- _Your goal_
Reproduce each of the lines below verbatim, from the first to the last, with nothing altered or left out.

- _Rows_
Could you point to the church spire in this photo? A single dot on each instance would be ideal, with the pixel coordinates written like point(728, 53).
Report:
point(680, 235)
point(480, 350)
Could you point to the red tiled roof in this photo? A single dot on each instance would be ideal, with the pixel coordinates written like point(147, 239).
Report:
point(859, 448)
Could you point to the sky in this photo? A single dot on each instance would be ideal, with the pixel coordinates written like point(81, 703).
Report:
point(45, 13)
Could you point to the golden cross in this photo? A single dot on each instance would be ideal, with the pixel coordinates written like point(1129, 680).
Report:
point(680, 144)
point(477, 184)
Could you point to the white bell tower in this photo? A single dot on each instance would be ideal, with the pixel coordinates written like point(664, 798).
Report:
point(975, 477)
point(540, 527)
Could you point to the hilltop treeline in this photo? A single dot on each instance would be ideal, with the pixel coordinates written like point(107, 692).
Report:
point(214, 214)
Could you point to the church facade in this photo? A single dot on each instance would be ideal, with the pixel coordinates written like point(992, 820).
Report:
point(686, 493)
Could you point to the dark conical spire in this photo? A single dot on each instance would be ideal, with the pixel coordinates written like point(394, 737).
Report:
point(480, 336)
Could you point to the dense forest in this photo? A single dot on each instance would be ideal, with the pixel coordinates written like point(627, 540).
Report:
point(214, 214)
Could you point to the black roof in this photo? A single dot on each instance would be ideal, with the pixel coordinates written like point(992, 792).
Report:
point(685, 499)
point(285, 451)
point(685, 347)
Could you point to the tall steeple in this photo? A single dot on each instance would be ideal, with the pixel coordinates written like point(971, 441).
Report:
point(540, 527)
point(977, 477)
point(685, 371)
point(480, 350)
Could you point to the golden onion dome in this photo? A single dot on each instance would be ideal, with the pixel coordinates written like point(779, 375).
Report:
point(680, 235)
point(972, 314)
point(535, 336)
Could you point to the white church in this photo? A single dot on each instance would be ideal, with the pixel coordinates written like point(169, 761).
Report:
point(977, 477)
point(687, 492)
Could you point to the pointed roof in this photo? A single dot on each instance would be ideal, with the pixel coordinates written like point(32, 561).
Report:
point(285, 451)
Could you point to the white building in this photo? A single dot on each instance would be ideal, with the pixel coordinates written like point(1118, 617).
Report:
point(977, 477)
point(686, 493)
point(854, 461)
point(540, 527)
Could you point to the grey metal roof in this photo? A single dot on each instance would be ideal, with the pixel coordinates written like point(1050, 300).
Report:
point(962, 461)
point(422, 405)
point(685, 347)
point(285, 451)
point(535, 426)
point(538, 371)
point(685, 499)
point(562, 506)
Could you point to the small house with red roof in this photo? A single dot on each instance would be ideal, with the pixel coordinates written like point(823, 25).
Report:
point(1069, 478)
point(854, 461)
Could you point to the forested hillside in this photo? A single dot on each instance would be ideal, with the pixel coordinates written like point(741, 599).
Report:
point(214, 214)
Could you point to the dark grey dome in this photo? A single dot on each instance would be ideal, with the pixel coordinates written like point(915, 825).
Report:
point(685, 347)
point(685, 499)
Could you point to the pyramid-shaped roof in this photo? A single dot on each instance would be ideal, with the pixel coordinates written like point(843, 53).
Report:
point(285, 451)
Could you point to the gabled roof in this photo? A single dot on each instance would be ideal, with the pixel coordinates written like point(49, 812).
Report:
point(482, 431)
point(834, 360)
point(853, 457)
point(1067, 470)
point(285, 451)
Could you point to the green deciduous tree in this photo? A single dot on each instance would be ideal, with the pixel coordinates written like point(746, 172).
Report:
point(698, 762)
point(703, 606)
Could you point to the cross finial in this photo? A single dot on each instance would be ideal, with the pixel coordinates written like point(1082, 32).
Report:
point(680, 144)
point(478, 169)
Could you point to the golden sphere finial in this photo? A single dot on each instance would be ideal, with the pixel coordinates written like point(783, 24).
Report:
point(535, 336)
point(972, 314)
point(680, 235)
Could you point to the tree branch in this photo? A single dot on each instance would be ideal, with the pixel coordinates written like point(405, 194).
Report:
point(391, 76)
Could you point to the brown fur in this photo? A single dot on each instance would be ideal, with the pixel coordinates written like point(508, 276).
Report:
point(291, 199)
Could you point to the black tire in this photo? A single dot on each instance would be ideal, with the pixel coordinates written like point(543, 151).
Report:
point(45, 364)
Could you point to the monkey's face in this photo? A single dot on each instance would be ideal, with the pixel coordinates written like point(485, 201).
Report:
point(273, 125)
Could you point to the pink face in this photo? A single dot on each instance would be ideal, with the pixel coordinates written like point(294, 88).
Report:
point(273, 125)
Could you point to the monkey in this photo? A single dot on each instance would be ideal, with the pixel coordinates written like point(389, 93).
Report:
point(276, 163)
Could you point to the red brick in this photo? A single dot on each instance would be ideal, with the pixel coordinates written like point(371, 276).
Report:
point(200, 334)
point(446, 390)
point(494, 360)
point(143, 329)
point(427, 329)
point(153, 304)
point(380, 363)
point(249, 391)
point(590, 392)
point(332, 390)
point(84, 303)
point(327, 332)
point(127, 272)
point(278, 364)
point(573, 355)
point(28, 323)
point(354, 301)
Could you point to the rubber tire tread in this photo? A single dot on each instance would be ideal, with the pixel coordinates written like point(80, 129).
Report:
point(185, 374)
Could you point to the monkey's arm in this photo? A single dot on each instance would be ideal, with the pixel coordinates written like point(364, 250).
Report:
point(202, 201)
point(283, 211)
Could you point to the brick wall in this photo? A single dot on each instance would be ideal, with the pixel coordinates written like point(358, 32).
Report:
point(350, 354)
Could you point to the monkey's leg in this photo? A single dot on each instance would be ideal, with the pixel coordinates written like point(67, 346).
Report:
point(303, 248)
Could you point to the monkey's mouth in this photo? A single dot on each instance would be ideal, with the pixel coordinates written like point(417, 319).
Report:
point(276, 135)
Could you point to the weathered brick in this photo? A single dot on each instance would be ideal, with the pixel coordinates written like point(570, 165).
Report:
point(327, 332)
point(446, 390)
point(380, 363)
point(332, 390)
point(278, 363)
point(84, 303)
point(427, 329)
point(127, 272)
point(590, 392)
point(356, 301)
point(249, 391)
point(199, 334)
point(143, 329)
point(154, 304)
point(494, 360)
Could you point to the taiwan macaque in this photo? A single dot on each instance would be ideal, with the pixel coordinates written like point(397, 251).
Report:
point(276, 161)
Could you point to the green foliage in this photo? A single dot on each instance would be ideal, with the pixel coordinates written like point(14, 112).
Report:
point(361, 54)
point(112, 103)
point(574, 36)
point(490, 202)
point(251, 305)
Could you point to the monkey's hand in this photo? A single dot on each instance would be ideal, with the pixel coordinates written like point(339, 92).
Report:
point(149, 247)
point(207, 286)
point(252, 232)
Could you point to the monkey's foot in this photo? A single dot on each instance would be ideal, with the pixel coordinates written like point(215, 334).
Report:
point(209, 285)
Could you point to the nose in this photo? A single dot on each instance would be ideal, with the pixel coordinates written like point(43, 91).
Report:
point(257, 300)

- _Solution for this problem_
Could you point to the church spire in this photo? A single dot on each instance would be ideal, with the pixel coordinates written like point(728, 53).
Report:
point(680, 235)
point(480, 350)
Could you point to the red tiled roof in this photo? A single dot on each instance would be ideal, with the pixel coordinates written like point(147, 239).
Report:
point(859, 448)
Could you point to the sky in this photo? A single dot on each instance would be ideal, with the pixel coordinates written like point(81, 703).
Report:
point(45, 13)
Could you point to the golden cross in this photo? A single dot on each instance would be ideal, with the pixel coordinates written like point(1129, 680).
Report:
point(680, 144)
point(477, 184)
Could you point to the white bell tower in this photo? A single dot on each instance would be ideal, with the pixel coordinates written like point(664, 798).
Report:
point(975, 477)
point(540, 527)
Could you point to the hilltop treeline in this photo? A single dot on each instance would be ideal, with the pixel coordinates written like point(107, 692).
Report:
point(214, 214)
Could you point to the church facade in this photo? A single dot on each instance would be ideal, with the pixel coordinates written like point(992, 820).
Report:
point(686, 493)
Could you point to the dark conical spire in this photo? A single dot on each instance would be ideal, with the pixel coordinates written like point(394, 737).
Report:
point(480, 336)
Could you point to the dense forest in this photo? A single dot on each instance would be ideal, with the pixel coordinates written like point(627, 540).
Report:
point(214, 214)
Could you point to the black roof in this photo? A single dot on each instance would be ideal, with the pixel coordinates written like point(992, 792).
Report:
point(685, 499)
point(285, 451)
point(685, 347)
Could you point to the tall steeple in this photo? A single dot on each instance would be ideal, with the pixel coordinates written like point(971, 441).
Report:
point(540, 527)
point(977, 477)
point(685, 371)
point(480, 350)
Could you point to the golden onion dome in this photo? A single dot on each instance would be ideal, with the pixel coordinates written like point(779, 375).
Report:
point(680, 235)
point(972, 314)
point(535, 336)
Could you point to the white church in this photo? A single dot on each instance would be ideal, with the pixel coordinates written like point(169, 761).
Report:
point(977, 477)
point(687, 492)
Could you point to the pointed roof in this photo? A single dot on each instance would be ideal, with the pixel coordinates written like point(32, 561).
Report:
point(285, 451)
Could you point to the white building in this photo? A single dot on each instance would be ideal, with the pixel coordinates written like point(1118, 617).
Report:
point(977, 477)
point(686, 493)
point(854, 461)
point(540, 527)
Could you point to the grey metal roof in this photo? A single dot on each instance would be ideal, with the pixel coordinates written like point(1050, 300).
Report:
point(962, 461)
point(422, 405)
point(685, 347)
point(285, 451)
point(535, 426)
point(538, 371)
point(685, 499)
point(562, 506)
Could you point to the small house with red roof in this photo? A single dot on each instance would be ideal, with the pixel coordinates written like point(823, 25).
Report:
point(1069, 478)
point(854, 461)
Could you point to the forested hillside in this photo? A single dot on each instance would be ideal, with the pixel coordinates written like point(741, 599).
Report:
point(214, 214)
Could you point to the dark grey dome in this photo? A single dot on each instance would be ideal, with the pixel coordinates written like point(915, 825).
Report:
point(685, 347)
point(685, 499)
Could you point to the pyramid-shaped roof in this photo? A single dot on each instance would be ideal, with the pixel coordinates written like point(843, 53).
Report:
point(285, 451)
Could you point to the gabled roof in this photo? A single dot on each instance would be ideal, with the pixel coordinates written like point(49, 812).
Report:
point(482, 431)
point(834, 360)
point(853, 457)
point(1067, 470)
point(285, 451)
Could you point to the green deciduous tree in this photo? A single dot on each instance would be ideal, with the pixel coordinates written like point(746, 172).
Report:
point(698, 762)
point(703, 606)
Could you point to the cross finial in this photo? A single dot on each instance would be ideal, with the pixel coordinates written like point(1082, 32).
Report:
point(680, 144)
point(478, 169)
Could you point to the golden sphere finial in this photo? A single dot on each instance would be ideal, with the pixel coordinates written like point(783, 24).
Report:
point(535, 336)
point(972, 314)
point(680, 235)
Could you point to the tree branch in this photo? A single dot on each instance would be ideal, with the pixel coordinates written like point(405, 194).
Report:
point(391, 76)
Could you point to the brown fur in this photo? A single dot on each instance would be ideal, with the pixel coordinates written like point(508, 276).
Report:
point(291, 199)
Could you point to the black tire in this photo? A single dot on each instance would be ideal, with the pixel coordinates written like point(543, 151).
Report:
point(45, 364)
Could you point to the monkey's face in this photo? A single dot on each instance would be ideal, with the pixel coordinates written like point(485, 201).
Report:
point(273, 125)
Could you point to the pink face in this photo? A single dot on each instance would be ideal, with the pixel coordinates written like point(294, 88).
Report:
point(273, 125)
Could you point to the monkey in this photo? A single dot on each instance would be ideal, with the pixel coordinates written like point(389, 93).
Report:
point(276, 163)
Could you point to the red brick in this photo? A single dot on each instance would be ideal, with the pixel coordinates written like point(371, 276).
Report:
point(200, 334)
point(446, 390)
point(494, 360)
point(143, 329)
point(427, 329)
point(153, 304)
point(380, 363)
point(249, 391)
point(590, 392)
point(332, 390)
point(84, 303)
point(327, 332)
point(127, 272)
point(278, 364)
point(573, 355)
point(28, 323)
point(354, 301)
Could you point to the rubber tire tread in this photo? A single dot on each instance would be ideal, with the pixel coordinates written like point(80, 129).
Report:
point(185, 374)
Could you point to the monkey's arm in this photo? A single dot on each instance would be ideal, with the pixel coordinates written like point(364, 250).
Report:
point(202, 201)
point(283, 211)
Could you point to the brick wall in this photo? A single dot on each instance would be ideal, with the pixel coordinates written like point(358, 32).
Report:
point(350, 354)
Could you point to the monkey's leg in this photo? A single dot on each instance would be ideal, with the pixel coordinates written like point(67, 346).
Report:
point(303, 248)
Could you point to the monkey's mouth in this photo? A single dot on each instance would be ideal, with the pixel coordinates written like point(417, 319).
Report:
point(276, 135)
Could you point to the weathered brick in this photo? A single dot on each instance would be ideal, with the pixel coordinates written like point(570, 165).
Report:
point(327, 332)
point(446, 390)
point(380, 363)
point(332, 390)
point(278, 363)
point(84, 303)
point(427, 329)
point(127, 272)
point(590, 392)
point(356, 301)
point(249, 391)
point(199, 334)
point(143, 329)
point(154, 304)
point(494, 360)
Could you point to the taiwan macaque in this photo? A single dot on each instance would be ideal, with the pixel coordinates written like point(397, 251).
Report:
point(276, 161)
Could you point to the green foliage in this photo? A single dot on each instance would be ideal, with the pixel coordinates written like point(14, 112).
Report:
point(361, 54)
point(112, 103)
point(574, 36)
point(490, 202)
point(251, 305)
Could you point to the monkey's hand in this photo? A single dot on each instance would be ideal, with the pixel coordinates written like point(339, 92).
Report:
point(149, 247)
point(207, 286)
point(252, 232)
Could you point to the monkey's foot in this photo? A single dot on each instance would be ideal, with the pixel coordinates written like point(215, 334).
Report:
point(209, 285)
Could you point to the nose in this photo? A single dot on each instance would be ideal, with the pixel coordinates written like point(43, 91).
Report:
point(257, 300)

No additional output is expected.